Algae biofuels have been touted as being capable of mass-producing liquid fuels more sustainably than ethanol, soy biodiesel or any of the various biomass, waste or fossil-derived liquid fuel schemes. Algae biofuels can be grown in fresh or salt-water, can be grown in self-contained ponds, and can theoretically meet U.S. diesel needs using only 1–3 million acres of land (about 2–5% of the currently fallow cropland in the U.S. and less than the size of the state of Connecticut). Diesel is 20% of our nation’s petroleum demand, so an area about five times the size of Connecticut could meet all of our oil demand. Algae feeds on CO2.
Sounds great?
That’s not the full story.
Algae biofuels have been explored for decades, with more attention in the past decade. Fundamental problems keep it from making sense… mainly the need for a concentrated CO2 source and large amounts of water and nutrients (nitrogen and phosphorous). Many of these problems are discussed in the 2017 Biofuelwatch report, Algenol: Case Study of an Unsuccessful Algae Biofuels Venture. See also: Hard Lessons From the Great Algae Biofuel Bubble (2017 article in Green Tech Media on the lack of progress in making algae biofuels work)
One problem with commercially producing biodiesel from algae is that it needs a concentrated and plentiful CO2 source. This requires hitching this “green” industry to dirty pollution sources that ought to be rapidly phased out, such as coal power plants. This marriage of algae biodiesel to coal has resulted in such public relations articles with titles like “Algae — like a breath mint for smokestacks.” To obtain a purified CO2 source from power plant exhaust, massive amounts of investment dollars would need to be spent on “clean coal” gasification systems – perpetuating coal use (and the related destruction from mining, burning and waste disposal). Such money would go much further if invested in genuine clean energy strategies.
To make the industry commercially viable, researchers have pursued biotech varieties, which could be particularly dangerous if released into nature. Some algae biodiesel proposals involve aquaculture-style operations in open ocean waters, which could have harmful ecological effects, especially if biotech algae is used.
Water and nutrient use would also be extreme, making any serious scaling up of algae biofuels quite unsustainable.
The National Research Council of the National Academy of Sciences has explored this in a 2012 report called “Sustainable Development of Algal Biofuels,” which found the following:
Biofuels made from algae are gaining attention as a domestic source of renewable fuel. However, with current technologies, scaling up production of algal biofuels to meet even 5 percent of U.S. transportation fuel needs could create unsustainable demands for energy, water, and nutrient resources. Continued research and development could yield innovations to address these challenges, but determining if algal biofuel is a viable fuel alternative will involve comparing the environmental, economic and social impacts of algal biofuel production and use to those associated with petroleum-based fuels and other fuel sources. This report was produced at the request of the U.S. Department of Energy.

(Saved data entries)
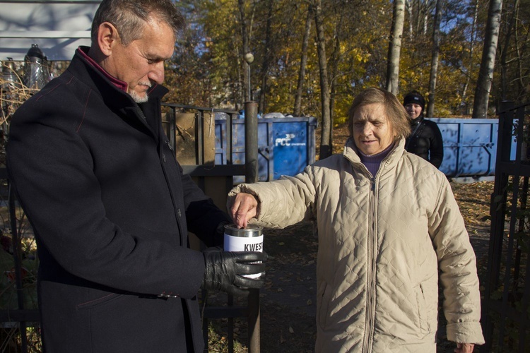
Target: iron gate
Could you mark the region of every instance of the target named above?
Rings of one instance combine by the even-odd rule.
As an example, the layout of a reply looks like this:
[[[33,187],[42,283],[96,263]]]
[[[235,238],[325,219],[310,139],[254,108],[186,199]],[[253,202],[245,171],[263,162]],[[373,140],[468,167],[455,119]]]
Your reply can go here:
[[[530,103],[502,104],[481,352],[530,352],[529,125]]]

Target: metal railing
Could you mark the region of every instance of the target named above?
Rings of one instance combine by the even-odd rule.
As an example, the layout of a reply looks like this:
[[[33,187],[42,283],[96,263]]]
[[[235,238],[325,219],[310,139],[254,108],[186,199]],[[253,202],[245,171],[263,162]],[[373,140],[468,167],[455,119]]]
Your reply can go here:
[[[530,352],[530,103],[501,109],[481,352]]]

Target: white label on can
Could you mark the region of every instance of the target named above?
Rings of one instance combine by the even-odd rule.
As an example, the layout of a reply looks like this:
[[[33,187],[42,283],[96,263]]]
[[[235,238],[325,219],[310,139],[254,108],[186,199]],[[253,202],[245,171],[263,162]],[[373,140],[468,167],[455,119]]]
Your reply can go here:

Aim of the task:
Using the text on algae biofuels, answer each question briefly.
(a) How much land does the text say could theoretically meet U.S. diesel needs?
(b) What pollution source does the text name as an example of a concentrated CO2 source that ought to be rapidly phased out?
(c) At whose request was the 2012 report "Sustainable Development of Algal Biofuels" produced?
The saved data entries are separate from the algae biofuels text and have no connection to it.

Exercise solution:
(a) 1–3 million acres of land.
(b) Coal power plants.
(c) The U.S. Department of Energy.